**THE REQUEST**
In the logistic regression thread, transcribe word for word the passage from "What do you" up to and including "on this list.".

**EXTRACT PROVIDED**
Yes.  I don't see a problem however.  First, your variables are
"factors" which means there will be one fewer coefficients than
categories.  One level is a reference group which probably explains
PEM_Sscat and SOIL_NUTR each "missing" one coefficient.  For ORG_CODE,
there were 4 DF in the starting model, 4 DF in the final model with 4
coefficients.  So the 6 missing categories appear to have been missing
from the start.

What do you expect for ORG_CODE?  What does say summary(ORG_CODE) give you?

Are you aware of the dangers of stepwise model fitting?  It is a
commonly recurring theme on this list.

Kevin

> -----Original Message-----
> From: Kevin E. Thorpe [mailto:kevin.thorpe at utoronto.ca] 
> Sent: Saturday, September 27, 2008 6:21 AM
> To: Darin Brooks
> Cc: r-help at r-project.org
> Subject: Re: [R] logistic regression
> 
> 
> Darin Brooks wrote:
>> Good afternoon
>>  
>> I have what I hope is a simple logistic regression issue.
>>  
>> I started with 44 independent variables and then used the drop1, 
>> test="chisq" to reduce the list to 8 significant independent variables.
>>  
>> drop1(sep22lr, test="Chisq") and wound up with this model:
>>  
>> Model: MIN_Mstocked ~ ORG_CODE + BECLBL08 + PEM_SScat + SOIL_NUTR + 
>> cSEEDSRCE_SW + cMSP + ceFFP + cEXT_Cold
>>  
>> 4 of the remaining variables are categorical and 4 are continuous.
>>  
>> However, when I run a glm and then a summary on the glm - some of the 
>> categorical data is missing from the output.
>>  
>> The PEM_SScat is missing only one variable ... the BECLBL08 is missing 
>> several variables ... the ORG_CODE is missing 4 .. and the SOIL_NUTR 
>> is missing 1 variable.

**DATASET EXCERPTS**
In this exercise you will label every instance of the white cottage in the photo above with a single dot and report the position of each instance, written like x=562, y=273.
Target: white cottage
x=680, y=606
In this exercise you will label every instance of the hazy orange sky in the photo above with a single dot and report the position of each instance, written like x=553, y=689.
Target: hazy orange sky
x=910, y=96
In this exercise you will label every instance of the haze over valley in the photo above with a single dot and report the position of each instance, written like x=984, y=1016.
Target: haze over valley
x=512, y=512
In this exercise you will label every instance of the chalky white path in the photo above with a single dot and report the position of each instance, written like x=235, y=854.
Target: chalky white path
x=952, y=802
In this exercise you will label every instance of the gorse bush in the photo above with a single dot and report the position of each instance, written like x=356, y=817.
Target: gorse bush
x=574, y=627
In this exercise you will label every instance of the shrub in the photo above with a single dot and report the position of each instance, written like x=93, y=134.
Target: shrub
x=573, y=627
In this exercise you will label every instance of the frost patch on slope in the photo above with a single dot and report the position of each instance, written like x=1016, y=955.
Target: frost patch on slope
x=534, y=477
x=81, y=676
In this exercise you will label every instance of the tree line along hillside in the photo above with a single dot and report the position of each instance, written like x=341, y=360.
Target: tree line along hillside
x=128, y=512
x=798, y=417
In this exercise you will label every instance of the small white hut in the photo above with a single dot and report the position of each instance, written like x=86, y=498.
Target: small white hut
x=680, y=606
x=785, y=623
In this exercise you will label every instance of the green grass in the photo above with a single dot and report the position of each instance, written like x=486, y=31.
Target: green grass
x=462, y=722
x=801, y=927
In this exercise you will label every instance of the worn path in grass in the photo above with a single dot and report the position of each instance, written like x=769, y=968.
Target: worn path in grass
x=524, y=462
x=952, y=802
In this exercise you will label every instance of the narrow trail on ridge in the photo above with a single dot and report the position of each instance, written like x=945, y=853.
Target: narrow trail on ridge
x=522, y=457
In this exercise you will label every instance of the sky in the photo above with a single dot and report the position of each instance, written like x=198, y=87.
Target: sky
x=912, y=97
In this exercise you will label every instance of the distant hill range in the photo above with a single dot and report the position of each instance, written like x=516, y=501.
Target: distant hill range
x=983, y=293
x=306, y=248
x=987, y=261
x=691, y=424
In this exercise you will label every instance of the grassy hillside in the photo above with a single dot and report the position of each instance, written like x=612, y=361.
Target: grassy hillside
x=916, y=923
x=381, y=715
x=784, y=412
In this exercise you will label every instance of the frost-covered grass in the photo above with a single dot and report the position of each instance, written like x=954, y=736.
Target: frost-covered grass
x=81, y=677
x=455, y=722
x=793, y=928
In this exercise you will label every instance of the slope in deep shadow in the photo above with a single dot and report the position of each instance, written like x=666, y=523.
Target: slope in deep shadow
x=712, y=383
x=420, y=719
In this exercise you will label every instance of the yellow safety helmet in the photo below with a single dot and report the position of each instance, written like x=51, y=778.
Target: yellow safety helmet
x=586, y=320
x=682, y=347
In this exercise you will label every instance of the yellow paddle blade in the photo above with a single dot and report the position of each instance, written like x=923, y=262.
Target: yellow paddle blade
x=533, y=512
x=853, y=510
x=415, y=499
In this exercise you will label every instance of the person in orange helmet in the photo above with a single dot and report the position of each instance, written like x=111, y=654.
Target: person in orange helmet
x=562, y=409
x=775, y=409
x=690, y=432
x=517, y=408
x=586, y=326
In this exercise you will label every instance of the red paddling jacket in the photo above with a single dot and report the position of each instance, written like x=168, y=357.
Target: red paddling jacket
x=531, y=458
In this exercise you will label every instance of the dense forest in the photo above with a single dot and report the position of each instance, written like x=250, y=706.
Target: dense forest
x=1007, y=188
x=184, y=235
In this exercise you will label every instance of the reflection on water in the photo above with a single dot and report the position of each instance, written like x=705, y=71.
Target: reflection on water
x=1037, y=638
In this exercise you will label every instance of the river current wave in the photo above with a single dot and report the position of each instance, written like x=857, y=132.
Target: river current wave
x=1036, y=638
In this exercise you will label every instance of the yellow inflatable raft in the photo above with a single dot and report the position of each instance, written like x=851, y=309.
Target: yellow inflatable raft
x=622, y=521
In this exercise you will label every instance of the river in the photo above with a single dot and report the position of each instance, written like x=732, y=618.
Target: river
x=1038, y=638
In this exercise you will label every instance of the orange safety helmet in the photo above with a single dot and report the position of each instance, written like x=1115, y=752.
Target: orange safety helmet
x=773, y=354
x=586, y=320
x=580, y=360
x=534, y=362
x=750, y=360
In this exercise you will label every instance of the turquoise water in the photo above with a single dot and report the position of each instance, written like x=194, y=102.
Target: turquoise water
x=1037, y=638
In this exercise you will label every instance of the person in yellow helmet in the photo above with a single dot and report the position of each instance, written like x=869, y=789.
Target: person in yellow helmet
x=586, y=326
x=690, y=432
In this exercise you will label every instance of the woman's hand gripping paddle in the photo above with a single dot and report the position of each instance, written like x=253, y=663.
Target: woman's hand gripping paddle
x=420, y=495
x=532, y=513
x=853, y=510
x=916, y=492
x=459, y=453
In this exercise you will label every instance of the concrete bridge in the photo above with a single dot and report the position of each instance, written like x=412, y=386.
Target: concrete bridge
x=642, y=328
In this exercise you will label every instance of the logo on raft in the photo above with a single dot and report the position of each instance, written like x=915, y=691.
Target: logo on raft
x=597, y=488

**SOLUTION**
What do you expect for ORG_CODE?  What does say summary(ORG_CODE) give you?

Are you aware of the dangers of stepwise model fitting?  It is a
commonly recurring theme on this list.